— Tarea 1 —
Responde según la entrada sobre los libros de texto:
(a) ¿Cada cuántos años permite la ley elegir el libro de texto?
(b) ¿Qué factor se señala como el principal problema de las propuestas editoriales?
(c) ¿En qué se invertiría si se tuviera dinero?
— Tarea 2 —
Transcribe de la entrada sobre los libros de texto el fragmento comprendido entre "Para empezar, he" y "de negocio, etc.", ambos incluidos.

— Página —

◇ ◇ ◇

21 de septiembre de 2014

Anaya

Para un maestro, elegir el libro de texto del curso que viene (algo que la ley permite hacer cada cuatro años) es, a la vez, un ejercicio de responsabilidad y de confianza. De responsabilidad, porque un buen maestro analiza cada propuesta editorial —que no es sólo el libro del alumno—, y tiene en cuenta muchos factores. Entre otros, y cada vez más, el contenido multimedia, es decir, el software escrito para ordenadores, tabletas, etc. Por supuesto, en internet. Pero también es un ejercicio de confianza. Confianza en gente que se toma muy en serio lo que escribe, porque sabe que lo van a leer -y a aprender- muchos niños.


Por eso voy a tratar de explicar aquí por qué los libros de mi cole son de Anaya.

Para empezar, he de decir que hay opciones tan buenas como las de Anaya, sin dar nombres. Lamentablemente, y lo digo porque me dediqué a ello con toda mi pasión, no existe aún ninguna razón suficiente para que, al menos en mi cole, hayamos decidido cambiar los libros de texto por tabletas. Ni Anaya, ni ninguna otra editorial, tienen algo de calidad y ajustado al currículo -esa es otra cuestión- que no sea el papel. Al menos esa es mi opinión, y me siento con capacidad para hacerla pública. Hay propuestas con buena pinta, pero a todas les falla algo: el diseño de interfaz, la compatibilidad con diferentes sistemas operativos y plataformas de hardware, el modelo de negocio, etc. 

En mi opinión, el principal problema lo tienen en este último factor. Creo que no tienen claro aún el modelo de negocio. Me da la impresión de que siguen discutiendo sobre el mismo tema: los comerciales que tienen que vender libros, y los que creen que hay que invertir en software, y cobrar la suscripción. Y ese es el problema: cómo ganar pasta —o al menos sostener el negocio—, ofreciendo más software a niños y maestros. Yo no sé cuál es la solución. Por eso, entre otras cosas, me fui de Anaya. Porque me di cuenta de que el software educativo tenía que ser gratis. Y algo gratis parece incompatible con el negocio editorial. Si está en internet, ¿quién paga? ¿los padres, cada alumno, los profesores, los colegios privados, el Ministerio, la Comunidad Autónoma? ¿y de qué forma, mediante una contraseña? ¿le decimos a los maestros que tienen que asignar una contraseña única a cada alumno? En definitiva, ¿cuál va a ser el papel de la editorial de libros de texto?. Aún existe una oportunidad, pero cada vez queda menos tiempo. Si tuviera dinero, invertiría en gente que haga buen software educativo.

◇ ◇ ◇

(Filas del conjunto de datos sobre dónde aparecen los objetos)
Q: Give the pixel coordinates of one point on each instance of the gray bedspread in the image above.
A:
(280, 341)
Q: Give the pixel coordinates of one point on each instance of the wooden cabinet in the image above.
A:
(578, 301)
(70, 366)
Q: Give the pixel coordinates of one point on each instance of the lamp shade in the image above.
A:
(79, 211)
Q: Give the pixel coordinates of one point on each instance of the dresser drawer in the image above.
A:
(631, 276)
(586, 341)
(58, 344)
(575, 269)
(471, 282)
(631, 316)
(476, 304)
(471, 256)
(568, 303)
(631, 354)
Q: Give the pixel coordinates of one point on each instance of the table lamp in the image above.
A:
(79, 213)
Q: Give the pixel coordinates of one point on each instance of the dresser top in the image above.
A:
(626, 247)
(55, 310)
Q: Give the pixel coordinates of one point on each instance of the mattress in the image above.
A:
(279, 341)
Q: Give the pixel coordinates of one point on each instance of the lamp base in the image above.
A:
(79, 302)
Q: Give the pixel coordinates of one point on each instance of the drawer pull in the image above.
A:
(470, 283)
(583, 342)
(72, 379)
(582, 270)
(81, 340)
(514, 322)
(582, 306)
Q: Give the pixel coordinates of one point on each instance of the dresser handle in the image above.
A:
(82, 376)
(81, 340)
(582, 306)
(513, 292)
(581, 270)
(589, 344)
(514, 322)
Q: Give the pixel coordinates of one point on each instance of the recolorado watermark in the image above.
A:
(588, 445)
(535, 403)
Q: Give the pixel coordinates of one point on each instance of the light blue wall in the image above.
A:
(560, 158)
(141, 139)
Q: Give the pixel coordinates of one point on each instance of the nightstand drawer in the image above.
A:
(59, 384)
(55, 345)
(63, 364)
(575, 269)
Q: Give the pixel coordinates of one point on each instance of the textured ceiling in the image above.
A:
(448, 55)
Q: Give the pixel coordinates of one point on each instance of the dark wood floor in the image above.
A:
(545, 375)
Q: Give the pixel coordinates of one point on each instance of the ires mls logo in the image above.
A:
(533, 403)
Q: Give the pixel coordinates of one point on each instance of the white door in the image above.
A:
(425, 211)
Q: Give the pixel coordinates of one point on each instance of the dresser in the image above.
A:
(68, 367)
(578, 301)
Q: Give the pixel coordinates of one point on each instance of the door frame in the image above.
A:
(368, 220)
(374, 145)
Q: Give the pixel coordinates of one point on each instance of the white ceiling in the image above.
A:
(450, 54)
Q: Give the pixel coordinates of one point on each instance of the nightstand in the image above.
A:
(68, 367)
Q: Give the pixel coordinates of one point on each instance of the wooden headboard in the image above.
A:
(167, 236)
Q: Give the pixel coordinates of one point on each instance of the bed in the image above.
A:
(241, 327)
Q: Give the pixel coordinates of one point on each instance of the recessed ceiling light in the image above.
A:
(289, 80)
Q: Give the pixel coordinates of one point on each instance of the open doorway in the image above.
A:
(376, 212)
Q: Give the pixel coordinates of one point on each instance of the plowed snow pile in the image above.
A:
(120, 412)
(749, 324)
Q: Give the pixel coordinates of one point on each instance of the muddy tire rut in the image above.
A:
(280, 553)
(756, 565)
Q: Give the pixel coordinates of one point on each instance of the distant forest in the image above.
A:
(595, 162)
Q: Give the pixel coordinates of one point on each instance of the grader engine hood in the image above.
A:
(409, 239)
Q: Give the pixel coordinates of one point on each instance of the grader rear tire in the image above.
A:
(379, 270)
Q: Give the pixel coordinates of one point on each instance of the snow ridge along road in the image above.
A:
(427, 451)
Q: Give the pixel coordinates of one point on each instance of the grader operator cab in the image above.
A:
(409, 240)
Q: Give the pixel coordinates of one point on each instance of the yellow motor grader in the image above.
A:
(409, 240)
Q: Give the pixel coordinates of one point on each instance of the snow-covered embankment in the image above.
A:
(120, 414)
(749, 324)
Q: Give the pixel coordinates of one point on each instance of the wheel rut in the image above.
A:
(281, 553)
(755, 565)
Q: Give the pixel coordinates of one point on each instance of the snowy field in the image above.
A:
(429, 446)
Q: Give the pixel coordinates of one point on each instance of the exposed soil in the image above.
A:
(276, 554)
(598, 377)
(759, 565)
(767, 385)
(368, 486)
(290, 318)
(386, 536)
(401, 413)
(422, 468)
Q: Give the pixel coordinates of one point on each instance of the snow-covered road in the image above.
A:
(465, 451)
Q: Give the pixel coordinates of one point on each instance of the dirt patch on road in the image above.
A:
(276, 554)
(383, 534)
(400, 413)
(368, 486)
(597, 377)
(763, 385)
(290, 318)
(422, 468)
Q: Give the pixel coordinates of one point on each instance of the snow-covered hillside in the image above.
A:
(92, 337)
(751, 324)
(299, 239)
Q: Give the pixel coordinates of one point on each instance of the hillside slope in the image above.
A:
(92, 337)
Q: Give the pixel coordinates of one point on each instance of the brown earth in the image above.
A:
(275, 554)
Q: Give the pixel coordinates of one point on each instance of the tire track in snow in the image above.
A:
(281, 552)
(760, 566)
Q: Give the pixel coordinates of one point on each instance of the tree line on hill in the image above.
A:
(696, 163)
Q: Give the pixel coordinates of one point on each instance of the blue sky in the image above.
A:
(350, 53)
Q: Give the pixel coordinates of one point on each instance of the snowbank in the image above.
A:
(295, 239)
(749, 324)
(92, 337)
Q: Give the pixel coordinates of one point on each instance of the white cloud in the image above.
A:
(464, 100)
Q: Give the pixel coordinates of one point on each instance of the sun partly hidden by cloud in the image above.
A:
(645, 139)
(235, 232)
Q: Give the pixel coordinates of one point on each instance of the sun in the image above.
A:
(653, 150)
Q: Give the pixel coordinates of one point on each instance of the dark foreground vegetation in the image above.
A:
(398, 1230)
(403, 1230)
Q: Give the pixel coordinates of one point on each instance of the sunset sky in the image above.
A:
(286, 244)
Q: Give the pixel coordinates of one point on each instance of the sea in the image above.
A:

◇ ◇ ◇

— Respuesta 1 —
(a) Cada cuatro años.
(b) El modelo de negocio.
(c) En gente que haga buen software educativo.

— Respuesta 2 —
Para empezar, he de decir que hay opciones tan buenas como las de Anaya, sin dar nombres. Lamentablemente, y lo digo porque me dediqué a ello con toda mi pasión, no existe aún ninguna razón suficiente para que, al menos en mi cole, hayamos decidido cambiar los libros de texto por tabletas. Ni Anaya, ni ninguna otra editorial, tienen algo de calidad y ajustado al currículo -esa es otra cuestión- que no sea el papel. Al menos esa es mi opinión, y me siento con capacidad para hacerla pública. Hay propuestas con buena pinta, pero a todas les falla algo: el diseño de interfaz, la compatibilidad con diferentes sistemas operativos y plataformas de hardware, el modelo de negocio, etc.